Texte fourni:
————
2024

L'année s'achève, les flocons tombent, le vin disparaît peu à peu de la bouteille. Je veille jusqu'au lendemain, je veille à être témoin de cette année qui s'achève. 2024, je le sens bien, pour une fois. J'aime sa sonorité, sa mélodie, son rythme. J'aime sa simplicité symétrique, dans son ensemble, c'est une année de chiffres pairs et logiques, une année de chiffres que j'aime bien, qui m'apaisent. Je fais le bilan, je me sens libre. Je me sens libre comme le vent qui court dans les vallées, libre comme les vagues qui filent vers le rivage. Je me sens libre comme mes pieds qui plongent nus sur la terre humide et forestière, libre comme les feuilles que je rencontre en haut des arbres. Je me sens pousser des ailes, courir sur les collines, escalader les montagnes, sauter d'arbre en arbre. Les nouveaux départs ne sont qu'un prétexte, un prétexte pour vivre à nouveau. La vie prend son sens quand le sens n'est plus la quête et que vivre le devient. Je n'ai pas besoin de fuir si je suis nomade. Je n'ai pas besoin d'avoir peur d'essayer si essayer c'est oser vivre. J'ai oublié ce mot : OSER. Pourtant, il a été le mot phare lors de mon arrivée. J'ai oublié d'oser, j'ai eu peur de souffrir, j'ai eu peur de me perdre, j'ai eu peur de vivre. Je suis libre, je me sens libre, je me sens vivre. Je ne veux pas rentrer dans les cases, je ne veux plus me satisfaire des normes. Je serai ma seule norme ; mon cœur, mes désirs et mes envies au profit de la raison seront ma seule régie.
————
Consigne:
Répondez à ces questions d'après le texte sur l'année 2024 :
1. Qu'est-ce qui disparaît peu à peu de la bouteille ?
2. Quel mot, écrit en majuscules, le texte dit-il avoir été oublié ?
3. Selon le texte, que sont les nouveaux départs ?
————
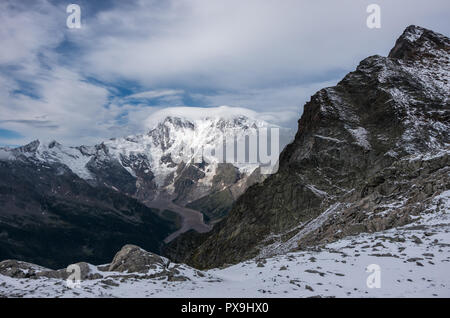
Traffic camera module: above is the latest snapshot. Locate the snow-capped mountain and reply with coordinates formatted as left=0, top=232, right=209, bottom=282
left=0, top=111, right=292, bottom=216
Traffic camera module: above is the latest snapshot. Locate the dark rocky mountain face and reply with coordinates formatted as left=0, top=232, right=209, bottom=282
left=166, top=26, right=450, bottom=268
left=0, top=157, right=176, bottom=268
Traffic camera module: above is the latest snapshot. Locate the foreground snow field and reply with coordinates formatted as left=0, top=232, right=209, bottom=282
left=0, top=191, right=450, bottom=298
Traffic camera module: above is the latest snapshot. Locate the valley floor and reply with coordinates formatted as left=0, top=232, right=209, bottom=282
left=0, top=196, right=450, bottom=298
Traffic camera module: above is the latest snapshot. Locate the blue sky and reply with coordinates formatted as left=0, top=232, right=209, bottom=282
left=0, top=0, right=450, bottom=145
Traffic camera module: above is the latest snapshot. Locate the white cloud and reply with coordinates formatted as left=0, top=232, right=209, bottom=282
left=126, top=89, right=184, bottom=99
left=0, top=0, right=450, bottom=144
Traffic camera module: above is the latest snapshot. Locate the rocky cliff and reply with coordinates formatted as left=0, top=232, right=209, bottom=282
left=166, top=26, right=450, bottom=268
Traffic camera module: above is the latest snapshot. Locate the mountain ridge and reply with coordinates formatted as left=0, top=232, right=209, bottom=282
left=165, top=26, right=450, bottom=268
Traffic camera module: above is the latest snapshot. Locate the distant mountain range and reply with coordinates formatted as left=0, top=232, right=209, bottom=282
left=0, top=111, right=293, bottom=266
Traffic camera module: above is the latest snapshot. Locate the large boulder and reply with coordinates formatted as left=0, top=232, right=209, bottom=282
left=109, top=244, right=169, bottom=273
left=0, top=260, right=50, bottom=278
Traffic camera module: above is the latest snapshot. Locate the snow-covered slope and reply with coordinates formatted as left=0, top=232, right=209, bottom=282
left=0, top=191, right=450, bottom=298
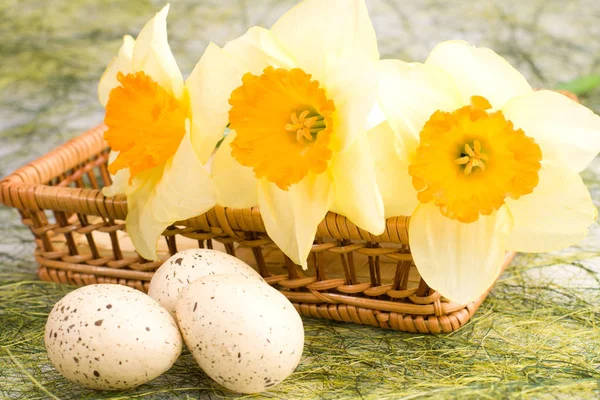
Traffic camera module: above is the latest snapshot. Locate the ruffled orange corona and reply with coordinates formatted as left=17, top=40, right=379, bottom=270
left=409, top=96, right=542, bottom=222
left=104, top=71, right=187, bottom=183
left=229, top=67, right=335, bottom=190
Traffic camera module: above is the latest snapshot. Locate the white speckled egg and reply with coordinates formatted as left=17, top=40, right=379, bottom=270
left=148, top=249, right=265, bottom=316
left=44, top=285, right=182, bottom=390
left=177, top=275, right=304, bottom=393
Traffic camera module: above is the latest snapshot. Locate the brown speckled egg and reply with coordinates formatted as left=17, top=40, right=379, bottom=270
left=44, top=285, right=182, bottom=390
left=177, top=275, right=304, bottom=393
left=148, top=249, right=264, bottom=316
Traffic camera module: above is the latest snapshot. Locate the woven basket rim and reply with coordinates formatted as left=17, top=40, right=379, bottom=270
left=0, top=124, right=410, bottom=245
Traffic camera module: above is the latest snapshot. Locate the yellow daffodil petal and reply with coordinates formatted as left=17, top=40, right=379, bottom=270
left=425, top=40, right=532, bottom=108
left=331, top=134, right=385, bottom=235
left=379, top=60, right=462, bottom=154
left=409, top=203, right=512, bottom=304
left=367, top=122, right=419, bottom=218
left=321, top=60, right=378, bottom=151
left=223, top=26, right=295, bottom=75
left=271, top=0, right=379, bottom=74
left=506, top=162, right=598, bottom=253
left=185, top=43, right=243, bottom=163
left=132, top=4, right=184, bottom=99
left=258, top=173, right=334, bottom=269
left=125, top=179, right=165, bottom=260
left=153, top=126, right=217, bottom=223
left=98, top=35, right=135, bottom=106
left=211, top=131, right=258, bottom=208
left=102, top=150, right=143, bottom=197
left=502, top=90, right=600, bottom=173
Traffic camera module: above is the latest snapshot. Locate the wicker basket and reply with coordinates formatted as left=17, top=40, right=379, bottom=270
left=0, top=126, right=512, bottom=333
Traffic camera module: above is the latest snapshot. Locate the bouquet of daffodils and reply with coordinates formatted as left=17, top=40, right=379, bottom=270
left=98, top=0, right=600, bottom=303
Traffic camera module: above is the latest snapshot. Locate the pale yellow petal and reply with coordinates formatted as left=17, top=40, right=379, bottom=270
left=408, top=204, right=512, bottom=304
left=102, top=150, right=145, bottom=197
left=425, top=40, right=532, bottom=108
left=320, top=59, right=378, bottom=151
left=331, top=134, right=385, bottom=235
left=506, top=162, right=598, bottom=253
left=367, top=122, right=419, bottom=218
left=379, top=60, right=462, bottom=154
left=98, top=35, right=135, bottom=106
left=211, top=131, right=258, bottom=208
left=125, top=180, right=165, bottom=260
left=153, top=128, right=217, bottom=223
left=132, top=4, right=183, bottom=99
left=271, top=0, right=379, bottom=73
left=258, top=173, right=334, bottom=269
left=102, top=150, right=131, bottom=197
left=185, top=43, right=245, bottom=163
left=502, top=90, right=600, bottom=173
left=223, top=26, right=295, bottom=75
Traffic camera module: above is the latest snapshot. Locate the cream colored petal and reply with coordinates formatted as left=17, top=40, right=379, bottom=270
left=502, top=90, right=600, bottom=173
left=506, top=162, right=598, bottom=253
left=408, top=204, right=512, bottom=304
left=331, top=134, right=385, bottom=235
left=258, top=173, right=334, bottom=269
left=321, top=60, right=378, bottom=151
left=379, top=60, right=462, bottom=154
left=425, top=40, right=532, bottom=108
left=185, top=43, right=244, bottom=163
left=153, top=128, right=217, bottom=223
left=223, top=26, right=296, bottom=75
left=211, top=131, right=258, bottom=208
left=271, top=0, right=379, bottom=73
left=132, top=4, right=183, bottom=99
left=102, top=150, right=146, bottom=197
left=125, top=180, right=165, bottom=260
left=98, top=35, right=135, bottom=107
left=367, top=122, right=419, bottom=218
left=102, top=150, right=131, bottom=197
————
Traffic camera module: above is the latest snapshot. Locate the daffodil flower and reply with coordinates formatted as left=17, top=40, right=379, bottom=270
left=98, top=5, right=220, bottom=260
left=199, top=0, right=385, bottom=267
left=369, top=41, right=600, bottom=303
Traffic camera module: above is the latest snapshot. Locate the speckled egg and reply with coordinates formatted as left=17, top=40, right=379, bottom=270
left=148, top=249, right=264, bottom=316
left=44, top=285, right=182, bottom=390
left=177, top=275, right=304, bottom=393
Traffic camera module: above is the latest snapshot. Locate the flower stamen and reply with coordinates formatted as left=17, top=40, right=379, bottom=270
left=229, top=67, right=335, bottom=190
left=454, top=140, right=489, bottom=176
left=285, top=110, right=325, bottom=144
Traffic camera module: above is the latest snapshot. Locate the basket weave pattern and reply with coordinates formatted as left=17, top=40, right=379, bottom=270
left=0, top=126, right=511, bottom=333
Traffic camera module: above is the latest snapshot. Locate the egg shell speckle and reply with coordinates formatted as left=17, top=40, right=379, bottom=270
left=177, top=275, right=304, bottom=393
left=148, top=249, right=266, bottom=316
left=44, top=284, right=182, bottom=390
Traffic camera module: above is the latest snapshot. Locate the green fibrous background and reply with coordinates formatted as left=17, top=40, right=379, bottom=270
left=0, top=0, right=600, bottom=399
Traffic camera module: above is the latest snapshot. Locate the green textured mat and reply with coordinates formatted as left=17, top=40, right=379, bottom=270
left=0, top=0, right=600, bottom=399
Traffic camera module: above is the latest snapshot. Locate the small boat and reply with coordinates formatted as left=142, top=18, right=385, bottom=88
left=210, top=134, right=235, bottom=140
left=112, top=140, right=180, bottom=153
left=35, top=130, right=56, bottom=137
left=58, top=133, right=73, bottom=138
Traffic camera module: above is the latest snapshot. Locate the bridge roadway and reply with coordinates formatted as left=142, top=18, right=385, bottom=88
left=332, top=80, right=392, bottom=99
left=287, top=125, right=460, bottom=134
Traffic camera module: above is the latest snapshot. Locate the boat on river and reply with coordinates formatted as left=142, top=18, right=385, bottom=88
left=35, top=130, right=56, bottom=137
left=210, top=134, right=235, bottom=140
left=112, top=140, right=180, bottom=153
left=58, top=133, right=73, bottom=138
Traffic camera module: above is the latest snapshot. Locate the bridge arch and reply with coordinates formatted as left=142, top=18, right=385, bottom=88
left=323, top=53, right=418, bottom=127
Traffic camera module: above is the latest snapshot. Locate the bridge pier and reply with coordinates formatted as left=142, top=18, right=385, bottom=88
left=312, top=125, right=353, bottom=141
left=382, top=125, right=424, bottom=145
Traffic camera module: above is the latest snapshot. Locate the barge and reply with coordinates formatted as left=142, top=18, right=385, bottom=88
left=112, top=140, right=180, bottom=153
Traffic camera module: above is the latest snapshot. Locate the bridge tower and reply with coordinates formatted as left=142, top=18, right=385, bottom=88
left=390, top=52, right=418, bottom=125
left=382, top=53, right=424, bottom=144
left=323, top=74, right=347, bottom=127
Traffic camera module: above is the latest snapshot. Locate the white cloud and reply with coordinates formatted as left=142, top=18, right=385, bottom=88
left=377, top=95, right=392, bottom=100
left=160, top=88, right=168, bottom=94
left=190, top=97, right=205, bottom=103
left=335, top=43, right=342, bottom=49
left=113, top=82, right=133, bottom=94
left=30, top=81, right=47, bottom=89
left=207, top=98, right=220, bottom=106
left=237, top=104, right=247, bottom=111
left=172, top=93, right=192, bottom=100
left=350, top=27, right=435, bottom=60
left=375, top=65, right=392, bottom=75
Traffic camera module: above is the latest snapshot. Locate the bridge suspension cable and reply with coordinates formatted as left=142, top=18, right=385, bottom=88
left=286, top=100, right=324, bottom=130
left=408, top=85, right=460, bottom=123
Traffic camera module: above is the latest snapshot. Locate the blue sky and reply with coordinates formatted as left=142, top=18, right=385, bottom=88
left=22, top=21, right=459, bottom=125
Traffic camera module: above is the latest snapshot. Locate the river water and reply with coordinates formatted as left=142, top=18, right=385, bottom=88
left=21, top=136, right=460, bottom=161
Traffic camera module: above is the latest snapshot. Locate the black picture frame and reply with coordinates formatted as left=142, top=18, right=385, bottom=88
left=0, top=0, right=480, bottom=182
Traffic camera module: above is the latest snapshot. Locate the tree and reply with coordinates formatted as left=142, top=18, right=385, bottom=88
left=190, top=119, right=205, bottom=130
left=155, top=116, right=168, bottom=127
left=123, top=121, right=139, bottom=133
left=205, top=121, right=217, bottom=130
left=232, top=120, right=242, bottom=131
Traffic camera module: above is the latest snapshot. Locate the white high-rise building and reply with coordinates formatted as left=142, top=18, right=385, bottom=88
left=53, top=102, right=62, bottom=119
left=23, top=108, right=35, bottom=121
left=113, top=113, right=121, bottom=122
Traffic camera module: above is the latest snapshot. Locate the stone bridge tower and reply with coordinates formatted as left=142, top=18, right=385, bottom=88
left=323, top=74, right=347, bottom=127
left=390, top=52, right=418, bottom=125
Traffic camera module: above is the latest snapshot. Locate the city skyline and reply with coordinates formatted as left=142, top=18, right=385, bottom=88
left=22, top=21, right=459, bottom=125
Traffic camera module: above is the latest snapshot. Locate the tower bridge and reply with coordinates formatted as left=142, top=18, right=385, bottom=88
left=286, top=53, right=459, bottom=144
————
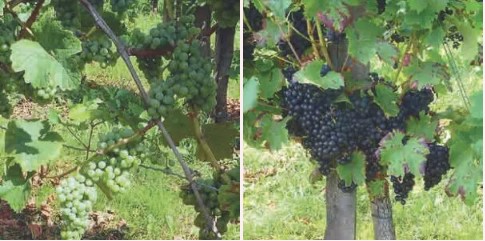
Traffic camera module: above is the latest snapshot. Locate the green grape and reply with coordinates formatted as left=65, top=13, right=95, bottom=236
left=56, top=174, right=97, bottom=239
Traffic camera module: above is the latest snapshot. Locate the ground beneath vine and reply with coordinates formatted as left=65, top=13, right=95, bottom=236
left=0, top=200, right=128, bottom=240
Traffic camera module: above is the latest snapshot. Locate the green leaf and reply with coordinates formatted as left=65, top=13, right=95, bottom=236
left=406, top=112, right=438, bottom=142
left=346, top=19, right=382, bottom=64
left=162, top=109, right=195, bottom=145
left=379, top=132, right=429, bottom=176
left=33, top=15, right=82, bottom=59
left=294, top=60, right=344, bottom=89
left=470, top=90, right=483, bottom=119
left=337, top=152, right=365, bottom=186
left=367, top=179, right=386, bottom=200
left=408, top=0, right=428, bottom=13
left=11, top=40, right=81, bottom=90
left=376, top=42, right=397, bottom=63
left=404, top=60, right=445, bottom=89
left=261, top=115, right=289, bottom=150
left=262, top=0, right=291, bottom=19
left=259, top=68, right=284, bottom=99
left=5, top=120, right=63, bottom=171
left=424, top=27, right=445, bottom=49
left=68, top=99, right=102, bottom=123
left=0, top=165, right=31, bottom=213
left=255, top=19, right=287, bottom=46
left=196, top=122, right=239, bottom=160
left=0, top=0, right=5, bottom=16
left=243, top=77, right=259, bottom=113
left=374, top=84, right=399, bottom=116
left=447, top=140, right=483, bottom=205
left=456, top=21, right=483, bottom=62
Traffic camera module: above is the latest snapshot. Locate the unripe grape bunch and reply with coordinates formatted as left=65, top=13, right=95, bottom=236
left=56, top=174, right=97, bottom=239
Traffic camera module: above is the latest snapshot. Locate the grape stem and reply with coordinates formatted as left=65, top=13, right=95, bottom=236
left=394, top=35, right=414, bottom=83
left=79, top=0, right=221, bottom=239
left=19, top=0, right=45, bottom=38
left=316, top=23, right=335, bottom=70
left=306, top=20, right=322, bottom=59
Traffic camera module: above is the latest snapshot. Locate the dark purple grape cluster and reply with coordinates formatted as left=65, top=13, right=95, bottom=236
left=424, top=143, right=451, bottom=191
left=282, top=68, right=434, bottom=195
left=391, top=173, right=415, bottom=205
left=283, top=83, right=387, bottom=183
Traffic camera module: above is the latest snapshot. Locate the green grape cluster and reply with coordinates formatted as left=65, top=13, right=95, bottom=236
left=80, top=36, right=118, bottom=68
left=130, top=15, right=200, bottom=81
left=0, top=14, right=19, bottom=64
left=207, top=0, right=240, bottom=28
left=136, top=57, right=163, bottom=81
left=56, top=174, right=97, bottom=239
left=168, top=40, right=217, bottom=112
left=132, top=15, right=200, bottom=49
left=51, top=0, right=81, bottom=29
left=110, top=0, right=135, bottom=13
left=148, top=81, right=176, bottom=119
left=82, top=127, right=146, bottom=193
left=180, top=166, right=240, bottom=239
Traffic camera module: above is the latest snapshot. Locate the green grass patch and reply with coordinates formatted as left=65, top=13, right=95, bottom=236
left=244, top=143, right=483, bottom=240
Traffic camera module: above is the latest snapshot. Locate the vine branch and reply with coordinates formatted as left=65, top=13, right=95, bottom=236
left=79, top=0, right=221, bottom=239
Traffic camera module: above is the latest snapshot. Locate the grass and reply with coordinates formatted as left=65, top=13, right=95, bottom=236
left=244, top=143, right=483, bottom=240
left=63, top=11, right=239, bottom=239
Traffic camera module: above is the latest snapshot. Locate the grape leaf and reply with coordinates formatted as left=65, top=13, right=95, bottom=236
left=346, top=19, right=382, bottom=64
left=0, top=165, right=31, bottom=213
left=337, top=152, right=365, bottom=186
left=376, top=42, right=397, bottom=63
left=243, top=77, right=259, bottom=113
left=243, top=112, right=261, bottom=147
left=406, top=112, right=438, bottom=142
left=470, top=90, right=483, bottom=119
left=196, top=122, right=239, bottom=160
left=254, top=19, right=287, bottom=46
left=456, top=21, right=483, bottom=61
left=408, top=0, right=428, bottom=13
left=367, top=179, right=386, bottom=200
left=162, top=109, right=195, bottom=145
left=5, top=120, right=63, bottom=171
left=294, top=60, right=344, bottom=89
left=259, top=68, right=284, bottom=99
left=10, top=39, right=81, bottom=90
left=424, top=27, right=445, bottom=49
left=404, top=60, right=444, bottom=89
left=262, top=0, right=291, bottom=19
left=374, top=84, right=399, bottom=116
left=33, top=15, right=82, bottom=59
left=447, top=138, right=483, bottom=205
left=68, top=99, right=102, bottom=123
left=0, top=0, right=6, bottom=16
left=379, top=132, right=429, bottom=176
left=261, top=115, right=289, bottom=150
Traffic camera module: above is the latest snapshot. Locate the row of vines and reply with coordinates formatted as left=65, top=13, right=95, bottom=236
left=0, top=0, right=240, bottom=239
————
Réponse:
1. Le vin.
2. OSER.
3. Un prétexte, un prétexte pour vivre à nouveau.